Goal of the exercise: Copy the listing below character for character, from its first line through the line containing "pixel 383 75", including both of those lines.
* * * * *
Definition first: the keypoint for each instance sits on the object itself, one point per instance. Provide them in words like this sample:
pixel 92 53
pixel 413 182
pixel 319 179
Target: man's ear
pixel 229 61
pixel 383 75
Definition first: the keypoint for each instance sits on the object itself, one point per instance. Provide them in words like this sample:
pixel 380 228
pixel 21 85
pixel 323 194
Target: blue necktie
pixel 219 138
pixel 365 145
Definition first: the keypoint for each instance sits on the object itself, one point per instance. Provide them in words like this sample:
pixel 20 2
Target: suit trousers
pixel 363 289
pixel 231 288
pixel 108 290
* * * * *
Solution below:
Definition first: the keypoint for each instance sits on the object itself, one point per instance. Provide them in words like this sample:
pixel 92 53
pixel 413 182
pixel 319 179
Target: man's ear
pixel 229 61
pixel 383 75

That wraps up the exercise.